DOCUMENT EXCERPT:
Fewer building permits for new single-family homes are being issued in Summit County. Industry professionals think they might know why.

Tripp Fay/For the Summit Daily News
The height of the COVID-19 pandemic led to an unexpected bump in building permits issued in Summit County during 2020 and 2021, but the county now finds itself in a position where it is doling out fewer and fewer permits each year.

Realtors, builders and county officials say a few factors come into play when it comes to a decline in building permits including dwindling inventory of available and buildable land, pandemic-related impacts and climbing construction costs.
David Rynes, executive vice president of project development at Pinnacle Mountain Homes, said the impacts COVID-19 brought differed from what his industry anticipated would happen in mountain towns.
Rynes said his company’s focus during the onset of the pandemic was on how to keep people employed amid a national lockdown which was expected to slow the construction industry, but that never happened. Instead the company saw a spike in business and if anything needed more employees as opposed to laying people off. He said, unexpectedly, project timelines became accelerated.
“The pandemic almost accelerated the cadence of a lot of our projects and (they happened) perhaps sooner than they would have otherwise,” he said, noting Pinnacle having its own internal team of key players in the construction process like architects and interior designers helped boost the process.
In 2019, Summit County issued 78 building permits for single-family residences. Spokesperson Adrienne Isaac clarified not all building permits issued are reflections of finished products since not every permit becomes a finished product. In 2020 the county issued 88 building permits, and in 2021 it issued 80.
Then in 2022, the number of building permits dropped to 66, and the county also issued 66 in 2023. By late December 2024, the county had issued 62 building permits.
Colorado Association of Realtors President Dana Cottrell said following the height of the pandemic she saw building and construction begin to slow, and from what the builders she works with told her, it was largely due to a diminishing industry workforce.
She said shrinking construction crews prolonged building processes to take around double the time in some cases. Rising construction costs had a hand in the matter too, she added.

RECORDS PROVIDED:
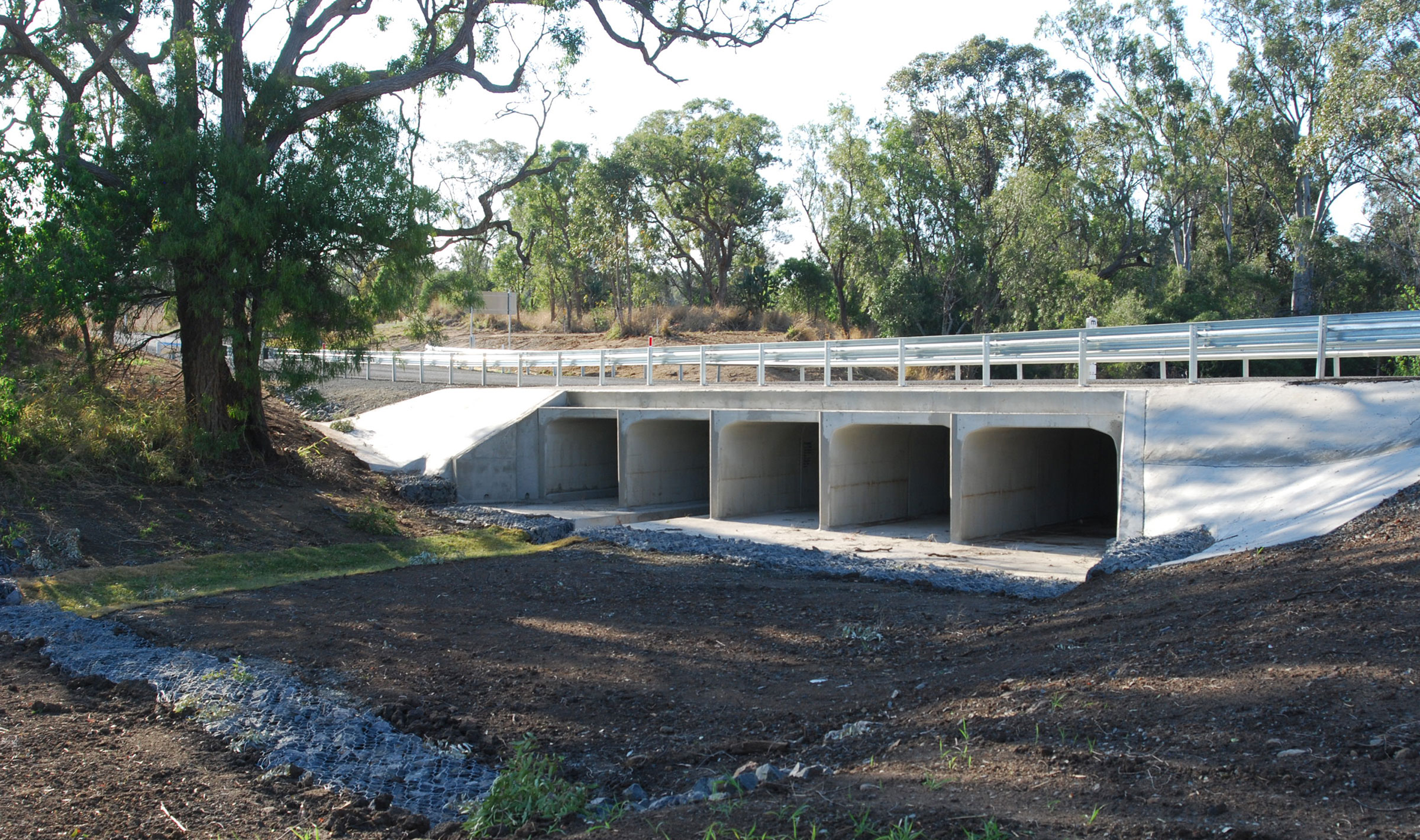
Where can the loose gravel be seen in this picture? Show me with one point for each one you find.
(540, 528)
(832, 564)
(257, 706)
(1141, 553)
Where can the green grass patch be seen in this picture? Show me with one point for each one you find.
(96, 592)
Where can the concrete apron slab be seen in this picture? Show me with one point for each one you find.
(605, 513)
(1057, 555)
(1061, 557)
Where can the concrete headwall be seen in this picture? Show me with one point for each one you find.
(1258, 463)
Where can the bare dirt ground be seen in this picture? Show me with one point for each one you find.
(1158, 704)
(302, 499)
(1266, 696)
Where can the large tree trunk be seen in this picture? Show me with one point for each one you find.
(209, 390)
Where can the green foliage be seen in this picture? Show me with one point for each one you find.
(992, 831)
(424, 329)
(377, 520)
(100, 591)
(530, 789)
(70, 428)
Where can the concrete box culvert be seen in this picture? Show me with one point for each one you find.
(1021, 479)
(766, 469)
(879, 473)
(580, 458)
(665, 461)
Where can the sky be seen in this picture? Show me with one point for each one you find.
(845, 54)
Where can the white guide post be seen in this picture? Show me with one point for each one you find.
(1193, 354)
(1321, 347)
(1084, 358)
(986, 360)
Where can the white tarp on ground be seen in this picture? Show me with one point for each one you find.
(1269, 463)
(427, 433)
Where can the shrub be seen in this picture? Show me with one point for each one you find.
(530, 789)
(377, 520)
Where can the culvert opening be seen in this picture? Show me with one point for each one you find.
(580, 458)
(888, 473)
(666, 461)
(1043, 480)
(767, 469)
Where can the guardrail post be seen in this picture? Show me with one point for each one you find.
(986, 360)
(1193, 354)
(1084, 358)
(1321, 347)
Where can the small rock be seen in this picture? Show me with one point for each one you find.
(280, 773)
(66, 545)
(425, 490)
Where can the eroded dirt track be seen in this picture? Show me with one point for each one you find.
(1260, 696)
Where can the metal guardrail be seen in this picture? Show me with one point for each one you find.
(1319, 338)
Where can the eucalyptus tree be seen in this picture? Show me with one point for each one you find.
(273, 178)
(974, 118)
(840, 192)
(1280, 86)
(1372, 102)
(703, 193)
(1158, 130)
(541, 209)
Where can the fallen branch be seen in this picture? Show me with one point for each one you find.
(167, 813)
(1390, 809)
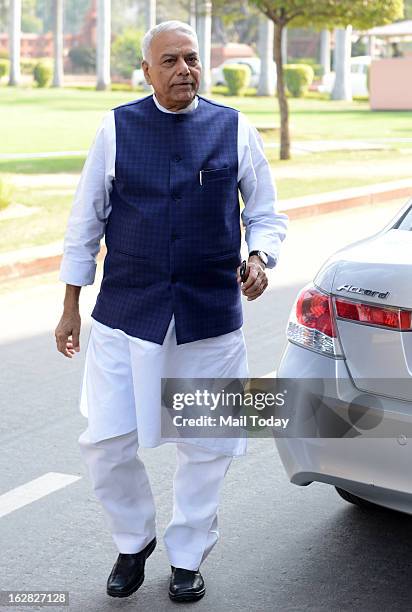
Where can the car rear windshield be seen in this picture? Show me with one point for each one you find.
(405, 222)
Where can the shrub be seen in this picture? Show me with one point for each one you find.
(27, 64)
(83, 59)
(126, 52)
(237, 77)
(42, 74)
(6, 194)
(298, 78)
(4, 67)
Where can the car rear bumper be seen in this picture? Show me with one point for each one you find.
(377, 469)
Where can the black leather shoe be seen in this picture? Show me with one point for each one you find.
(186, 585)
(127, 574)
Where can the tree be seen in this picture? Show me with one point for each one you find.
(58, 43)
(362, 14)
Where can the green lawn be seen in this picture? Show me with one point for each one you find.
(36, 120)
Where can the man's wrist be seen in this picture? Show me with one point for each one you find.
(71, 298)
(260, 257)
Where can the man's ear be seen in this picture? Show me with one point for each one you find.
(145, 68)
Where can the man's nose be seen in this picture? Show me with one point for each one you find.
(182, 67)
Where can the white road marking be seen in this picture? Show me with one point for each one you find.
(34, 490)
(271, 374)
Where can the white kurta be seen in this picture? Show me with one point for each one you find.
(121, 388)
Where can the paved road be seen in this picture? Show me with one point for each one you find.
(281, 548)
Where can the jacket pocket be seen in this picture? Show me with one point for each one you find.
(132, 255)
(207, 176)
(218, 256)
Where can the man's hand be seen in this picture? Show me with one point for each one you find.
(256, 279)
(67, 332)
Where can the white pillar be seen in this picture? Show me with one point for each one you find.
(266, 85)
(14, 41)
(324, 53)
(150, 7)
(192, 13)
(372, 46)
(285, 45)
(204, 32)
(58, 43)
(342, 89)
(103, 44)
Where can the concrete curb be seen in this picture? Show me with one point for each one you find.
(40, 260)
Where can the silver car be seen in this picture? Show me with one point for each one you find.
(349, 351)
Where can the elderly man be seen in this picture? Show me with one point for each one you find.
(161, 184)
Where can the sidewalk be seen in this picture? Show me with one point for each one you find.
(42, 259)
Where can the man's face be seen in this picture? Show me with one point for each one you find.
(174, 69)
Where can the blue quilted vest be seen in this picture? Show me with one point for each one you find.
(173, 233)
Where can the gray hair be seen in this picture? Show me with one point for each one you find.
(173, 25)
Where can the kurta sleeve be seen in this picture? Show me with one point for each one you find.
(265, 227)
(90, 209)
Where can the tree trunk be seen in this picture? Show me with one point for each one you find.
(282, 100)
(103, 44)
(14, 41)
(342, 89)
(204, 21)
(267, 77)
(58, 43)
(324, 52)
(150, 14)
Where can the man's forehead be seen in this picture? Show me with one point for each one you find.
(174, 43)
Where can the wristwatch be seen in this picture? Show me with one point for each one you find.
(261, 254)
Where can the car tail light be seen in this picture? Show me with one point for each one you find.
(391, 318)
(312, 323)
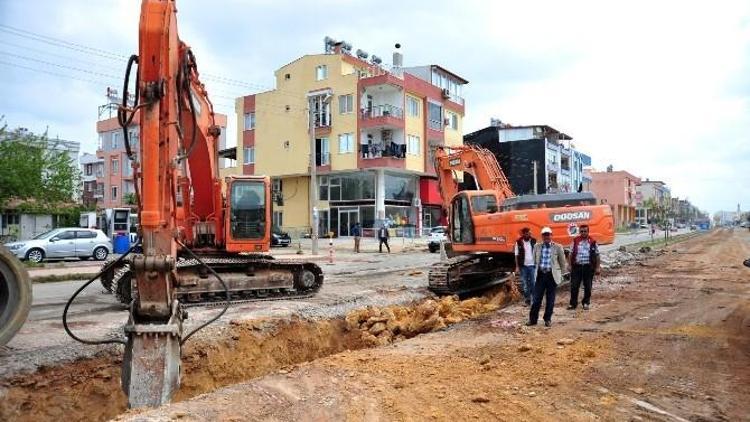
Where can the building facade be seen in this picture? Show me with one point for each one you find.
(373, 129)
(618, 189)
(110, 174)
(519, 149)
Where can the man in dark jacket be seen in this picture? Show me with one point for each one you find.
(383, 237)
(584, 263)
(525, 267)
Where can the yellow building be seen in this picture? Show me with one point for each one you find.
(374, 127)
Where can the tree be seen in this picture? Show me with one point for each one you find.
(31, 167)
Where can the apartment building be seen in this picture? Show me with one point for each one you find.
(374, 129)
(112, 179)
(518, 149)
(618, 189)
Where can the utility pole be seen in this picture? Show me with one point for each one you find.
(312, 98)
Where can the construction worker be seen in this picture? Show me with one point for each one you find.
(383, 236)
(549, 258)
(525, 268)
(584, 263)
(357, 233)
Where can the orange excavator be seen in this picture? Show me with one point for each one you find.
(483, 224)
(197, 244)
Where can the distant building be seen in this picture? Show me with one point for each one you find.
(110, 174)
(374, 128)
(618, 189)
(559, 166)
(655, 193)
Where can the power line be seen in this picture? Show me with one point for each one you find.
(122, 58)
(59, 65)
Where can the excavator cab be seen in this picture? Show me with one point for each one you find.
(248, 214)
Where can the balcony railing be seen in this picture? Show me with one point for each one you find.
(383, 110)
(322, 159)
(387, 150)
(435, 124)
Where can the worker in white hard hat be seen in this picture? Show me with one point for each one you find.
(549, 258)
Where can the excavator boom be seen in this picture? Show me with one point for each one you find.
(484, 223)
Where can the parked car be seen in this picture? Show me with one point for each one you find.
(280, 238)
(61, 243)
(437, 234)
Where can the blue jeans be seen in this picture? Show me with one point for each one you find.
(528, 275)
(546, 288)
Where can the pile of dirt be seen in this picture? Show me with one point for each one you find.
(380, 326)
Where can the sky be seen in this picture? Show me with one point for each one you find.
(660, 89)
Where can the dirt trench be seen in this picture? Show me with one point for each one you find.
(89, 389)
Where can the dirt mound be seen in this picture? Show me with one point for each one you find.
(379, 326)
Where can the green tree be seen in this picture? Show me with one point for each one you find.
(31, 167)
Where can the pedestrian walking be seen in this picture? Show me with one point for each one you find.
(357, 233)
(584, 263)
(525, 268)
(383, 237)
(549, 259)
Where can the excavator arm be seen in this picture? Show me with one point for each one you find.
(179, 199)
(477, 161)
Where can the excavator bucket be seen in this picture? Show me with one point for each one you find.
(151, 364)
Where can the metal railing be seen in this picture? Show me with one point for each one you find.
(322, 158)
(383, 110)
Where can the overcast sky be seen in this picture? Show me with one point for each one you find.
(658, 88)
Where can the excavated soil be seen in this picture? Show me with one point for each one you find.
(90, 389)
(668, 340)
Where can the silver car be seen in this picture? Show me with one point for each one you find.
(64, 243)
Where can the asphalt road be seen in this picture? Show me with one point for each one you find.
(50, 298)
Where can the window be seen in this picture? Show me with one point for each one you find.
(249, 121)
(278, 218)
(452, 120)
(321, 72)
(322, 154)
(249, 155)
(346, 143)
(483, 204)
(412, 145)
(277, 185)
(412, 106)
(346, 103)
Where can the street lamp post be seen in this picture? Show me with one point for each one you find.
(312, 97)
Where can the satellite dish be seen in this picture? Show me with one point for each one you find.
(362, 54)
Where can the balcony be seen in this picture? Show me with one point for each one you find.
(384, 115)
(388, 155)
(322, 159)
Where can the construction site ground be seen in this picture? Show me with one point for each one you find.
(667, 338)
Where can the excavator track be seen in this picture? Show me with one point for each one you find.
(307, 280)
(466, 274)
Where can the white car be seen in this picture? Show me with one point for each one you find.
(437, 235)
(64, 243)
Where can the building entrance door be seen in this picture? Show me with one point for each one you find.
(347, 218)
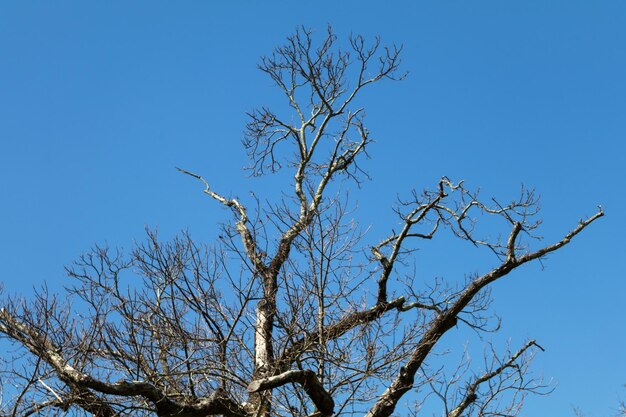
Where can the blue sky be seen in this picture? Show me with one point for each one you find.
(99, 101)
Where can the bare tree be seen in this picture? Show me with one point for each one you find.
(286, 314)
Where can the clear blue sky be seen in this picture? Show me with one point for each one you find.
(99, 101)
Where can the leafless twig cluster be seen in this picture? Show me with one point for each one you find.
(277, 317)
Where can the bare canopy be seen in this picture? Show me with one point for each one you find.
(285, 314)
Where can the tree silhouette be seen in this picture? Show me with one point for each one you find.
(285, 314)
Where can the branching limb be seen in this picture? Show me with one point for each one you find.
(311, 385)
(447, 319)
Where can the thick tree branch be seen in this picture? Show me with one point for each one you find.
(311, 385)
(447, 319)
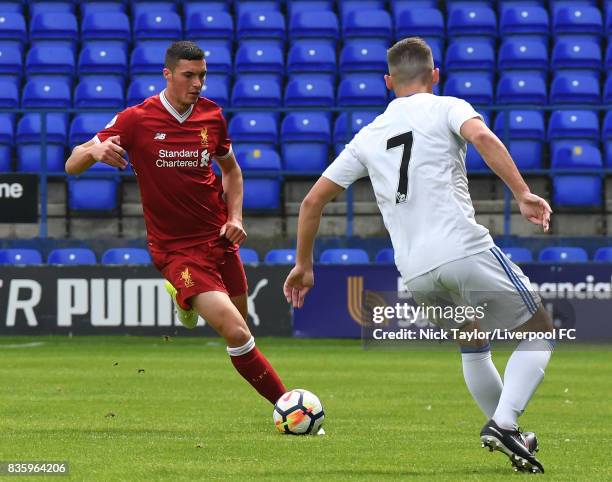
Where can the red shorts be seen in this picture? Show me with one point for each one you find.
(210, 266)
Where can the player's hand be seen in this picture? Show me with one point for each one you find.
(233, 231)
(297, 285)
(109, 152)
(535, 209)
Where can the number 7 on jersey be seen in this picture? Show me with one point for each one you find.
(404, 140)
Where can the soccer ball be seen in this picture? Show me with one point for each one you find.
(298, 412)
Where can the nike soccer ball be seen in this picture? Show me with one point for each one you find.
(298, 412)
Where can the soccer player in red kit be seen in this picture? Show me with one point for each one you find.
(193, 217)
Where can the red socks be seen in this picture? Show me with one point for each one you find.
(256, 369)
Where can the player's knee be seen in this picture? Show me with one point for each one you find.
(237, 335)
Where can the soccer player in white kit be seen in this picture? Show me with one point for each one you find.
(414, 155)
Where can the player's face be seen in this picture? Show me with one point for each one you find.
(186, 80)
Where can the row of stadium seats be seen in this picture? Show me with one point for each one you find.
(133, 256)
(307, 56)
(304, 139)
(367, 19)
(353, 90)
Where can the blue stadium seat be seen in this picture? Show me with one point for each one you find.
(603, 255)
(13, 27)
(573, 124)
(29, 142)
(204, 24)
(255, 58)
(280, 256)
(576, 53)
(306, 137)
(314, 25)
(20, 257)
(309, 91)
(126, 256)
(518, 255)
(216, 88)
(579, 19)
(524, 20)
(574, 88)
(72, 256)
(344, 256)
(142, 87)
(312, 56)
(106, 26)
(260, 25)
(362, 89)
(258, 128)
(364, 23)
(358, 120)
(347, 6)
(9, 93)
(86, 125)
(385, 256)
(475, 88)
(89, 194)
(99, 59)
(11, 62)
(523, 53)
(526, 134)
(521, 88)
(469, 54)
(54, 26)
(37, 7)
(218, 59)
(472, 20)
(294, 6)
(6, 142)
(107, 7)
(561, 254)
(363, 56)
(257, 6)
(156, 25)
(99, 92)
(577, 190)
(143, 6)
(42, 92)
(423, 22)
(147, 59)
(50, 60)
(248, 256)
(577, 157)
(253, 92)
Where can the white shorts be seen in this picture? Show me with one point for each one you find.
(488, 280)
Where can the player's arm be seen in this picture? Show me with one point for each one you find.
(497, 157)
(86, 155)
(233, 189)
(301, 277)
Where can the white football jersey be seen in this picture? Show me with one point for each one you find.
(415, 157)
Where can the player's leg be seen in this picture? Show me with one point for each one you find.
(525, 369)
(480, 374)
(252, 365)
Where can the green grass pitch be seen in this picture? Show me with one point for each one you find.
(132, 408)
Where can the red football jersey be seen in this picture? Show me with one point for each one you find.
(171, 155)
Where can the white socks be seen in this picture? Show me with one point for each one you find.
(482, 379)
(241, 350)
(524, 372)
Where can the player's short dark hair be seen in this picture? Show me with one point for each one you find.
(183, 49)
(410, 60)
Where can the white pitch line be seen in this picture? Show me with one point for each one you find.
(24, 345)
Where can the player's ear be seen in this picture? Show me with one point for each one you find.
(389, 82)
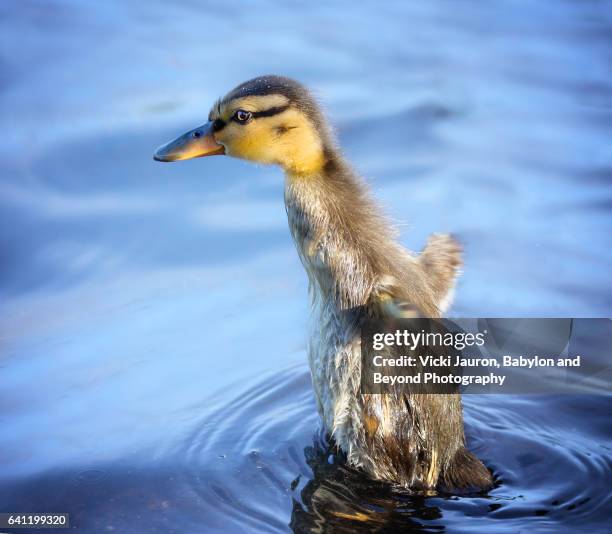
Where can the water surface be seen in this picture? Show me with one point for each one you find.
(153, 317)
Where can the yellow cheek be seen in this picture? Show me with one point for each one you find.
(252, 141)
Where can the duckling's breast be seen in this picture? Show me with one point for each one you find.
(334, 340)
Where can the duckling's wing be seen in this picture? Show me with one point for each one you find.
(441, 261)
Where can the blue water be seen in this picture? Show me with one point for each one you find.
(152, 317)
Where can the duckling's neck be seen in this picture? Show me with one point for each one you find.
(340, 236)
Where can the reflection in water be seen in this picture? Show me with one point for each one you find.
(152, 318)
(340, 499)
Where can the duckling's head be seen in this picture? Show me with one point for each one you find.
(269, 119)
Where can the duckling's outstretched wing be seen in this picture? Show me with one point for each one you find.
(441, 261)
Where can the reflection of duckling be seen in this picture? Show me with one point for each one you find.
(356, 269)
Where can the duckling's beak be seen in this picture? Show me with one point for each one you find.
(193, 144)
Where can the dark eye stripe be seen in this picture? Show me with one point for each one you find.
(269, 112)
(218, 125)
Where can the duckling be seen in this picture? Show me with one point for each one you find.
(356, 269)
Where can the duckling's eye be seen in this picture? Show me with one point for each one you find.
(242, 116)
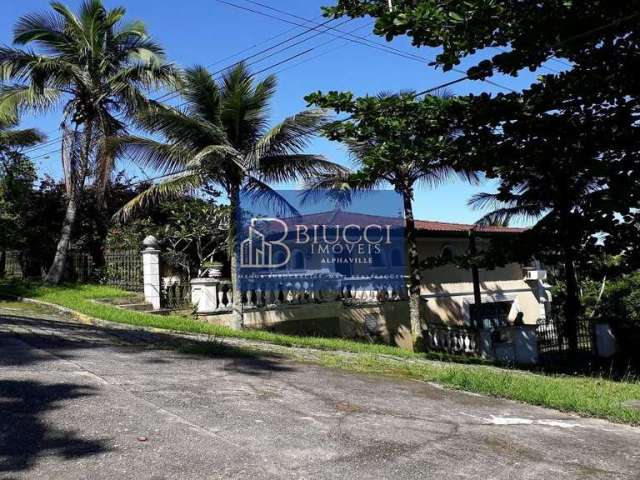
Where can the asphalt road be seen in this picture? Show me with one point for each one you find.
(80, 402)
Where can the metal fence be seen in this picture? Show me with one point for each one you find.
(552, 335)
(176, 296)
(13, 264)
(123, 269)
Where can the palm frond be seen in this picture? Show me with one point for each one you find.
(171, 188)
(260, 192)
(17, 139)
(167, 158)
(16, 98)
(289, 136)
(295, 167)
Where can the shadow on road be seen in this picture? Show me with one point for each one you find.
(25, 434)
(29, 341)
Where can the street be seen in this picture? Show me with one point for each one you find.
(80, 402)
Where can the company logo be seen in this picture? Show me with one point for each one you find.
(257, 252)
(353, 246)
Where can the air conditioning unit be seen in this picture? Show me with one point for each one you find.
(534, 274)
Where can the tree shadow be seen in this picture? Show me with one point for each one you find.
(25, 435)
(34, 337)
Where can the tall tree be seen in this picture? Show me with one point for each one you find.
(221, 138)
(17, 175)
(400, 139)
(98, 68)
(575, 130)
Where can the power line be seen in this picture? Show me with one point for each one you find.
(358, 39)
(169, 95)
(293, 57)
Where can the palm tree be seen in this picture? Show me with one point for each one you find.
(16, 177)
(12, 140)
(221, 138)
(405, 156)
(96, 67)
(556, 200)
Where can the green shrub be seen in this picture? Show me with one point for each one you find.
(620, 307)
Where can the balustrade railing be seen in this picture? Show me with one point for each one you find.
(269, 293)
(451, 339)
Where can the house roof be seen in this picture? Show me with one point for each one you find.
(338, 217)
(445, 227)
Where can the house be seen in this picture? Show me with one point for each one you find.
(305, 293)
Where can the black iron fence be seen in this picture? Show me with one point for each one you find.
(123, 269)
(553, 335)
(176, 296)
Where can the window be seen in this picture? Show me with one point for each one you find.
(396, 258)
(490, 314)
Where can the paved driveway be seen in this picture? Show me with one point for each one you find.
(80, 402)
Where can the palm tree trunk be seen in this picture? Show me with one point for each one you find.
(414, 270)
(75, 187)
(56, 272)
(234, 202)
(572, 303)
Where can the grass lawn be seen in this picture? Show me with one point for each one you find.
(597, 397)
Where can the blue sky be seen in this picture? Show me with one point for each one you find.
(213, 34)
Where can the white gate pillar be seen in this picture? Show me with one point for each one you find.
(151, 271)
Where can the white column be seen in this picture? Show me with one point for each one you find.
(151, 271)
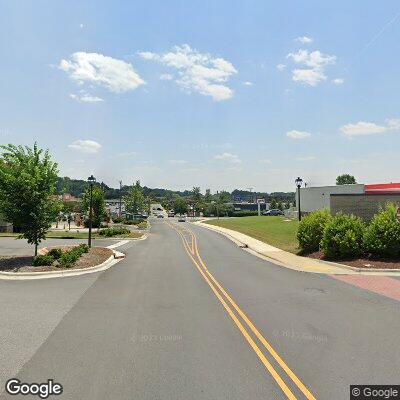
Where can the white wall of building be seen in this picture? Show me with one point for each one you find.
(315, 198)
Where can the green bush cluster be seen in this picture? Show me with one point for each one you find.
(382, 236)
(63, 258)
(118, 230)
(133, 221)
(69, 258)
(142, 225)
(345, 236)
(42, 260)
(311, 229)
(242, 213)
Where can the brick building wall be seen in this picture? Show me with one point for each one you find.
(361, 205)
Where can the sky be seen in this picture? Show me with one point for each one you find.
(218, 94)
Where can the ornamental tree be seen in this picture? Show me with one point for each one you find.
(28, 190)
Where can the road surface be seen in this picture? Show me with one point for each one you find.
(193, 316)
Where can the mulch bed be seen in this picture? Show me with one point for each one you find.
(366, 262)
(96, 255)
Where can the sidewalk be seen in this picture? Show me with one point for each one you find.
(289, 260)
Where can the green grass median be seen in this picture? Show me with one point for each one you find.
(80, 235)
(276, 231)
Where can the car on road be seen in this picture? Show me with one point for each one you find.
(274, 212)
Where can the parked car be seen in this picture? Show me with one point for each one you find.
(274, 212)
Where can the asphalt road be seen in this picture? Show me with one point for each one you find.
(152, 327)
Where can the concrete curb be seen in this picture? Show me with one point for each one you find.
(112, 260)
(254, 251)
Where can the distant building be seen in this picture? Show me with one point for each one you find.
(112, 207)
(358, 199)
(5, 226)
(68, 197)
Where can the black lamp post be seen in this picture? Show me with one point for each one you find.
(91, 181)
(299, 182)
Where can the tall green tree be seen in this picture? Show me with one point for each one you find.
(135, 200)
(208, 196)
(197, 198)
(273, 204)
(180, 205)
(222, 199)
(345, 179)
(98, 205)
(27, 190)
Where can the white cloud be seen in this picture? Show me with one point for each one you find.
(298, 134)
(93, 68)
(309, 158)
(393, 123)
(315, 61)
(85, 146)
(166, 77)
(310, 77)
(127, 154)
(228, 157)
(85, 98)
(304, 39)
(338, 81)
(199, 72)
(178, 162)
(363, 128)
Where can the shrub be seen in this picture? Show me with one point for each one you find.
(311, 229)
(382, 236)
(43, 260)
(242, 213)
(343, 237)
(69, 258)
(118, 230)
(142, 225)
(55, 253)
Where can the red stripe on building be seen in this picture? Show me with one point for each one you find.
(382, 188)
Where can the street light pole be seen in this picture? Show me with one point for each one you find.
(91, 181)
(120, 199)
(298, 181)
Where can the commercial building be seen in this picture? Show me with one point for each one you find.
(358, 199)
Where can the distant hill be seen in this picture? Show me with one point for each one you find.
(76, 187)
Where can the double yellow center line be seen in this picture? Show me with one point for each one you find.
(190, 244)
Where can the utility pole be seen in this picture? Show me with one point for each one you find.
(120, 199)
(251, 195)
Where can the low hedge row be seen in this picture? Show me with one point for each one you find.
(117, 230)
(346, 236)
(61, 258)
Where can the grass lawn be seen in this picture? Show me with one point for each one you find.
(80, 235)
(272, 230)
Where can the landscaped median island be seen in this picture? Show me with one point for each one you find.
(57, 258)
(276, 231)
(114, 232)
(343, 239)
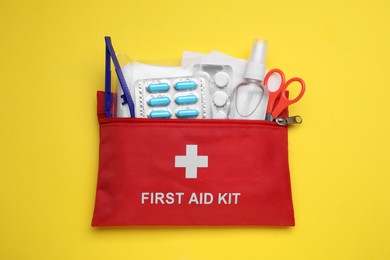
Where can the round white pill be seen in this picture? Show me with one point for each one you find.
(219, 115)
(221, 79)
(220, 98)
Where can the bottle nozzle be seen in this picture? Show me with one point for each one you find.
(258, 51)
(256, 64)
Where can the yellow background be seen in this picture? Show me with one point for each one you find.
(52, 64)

TASK INSTRUCTIONS:
a - Rewrite the part of the Summit County building permits article that opens with the words containing "Rynes said his" and closes with "boost the process.", replacing "pandemic" with "health crisis".
b - In the Summit County building permits article, give each year and the number of single-family building permits the county issued in it.

EXERCISE RESULTS:
a -
Rynes said his company’s focus during the onset of the health crisis was on how to keep people employed amid a national lockdown which was expected to slow the construction industry, but that never happened. Instead the company saw a spike in business and if anything needed more employees as opposed to laying people off. He said, unexpectedly, project timelines became accelerated.
“The health crisis almost accelerated the cadence of a lot of our projects and (they happened) perhaps sooner than they would have otherwise,” he said, noting Pinnacle having its own internal team of key players in the construction process like architects and interior designers helped boost the process.

b -
2019: 78
2020: 88
2021: 80
2022: 66
2023: 66
2024: 62 (by late December)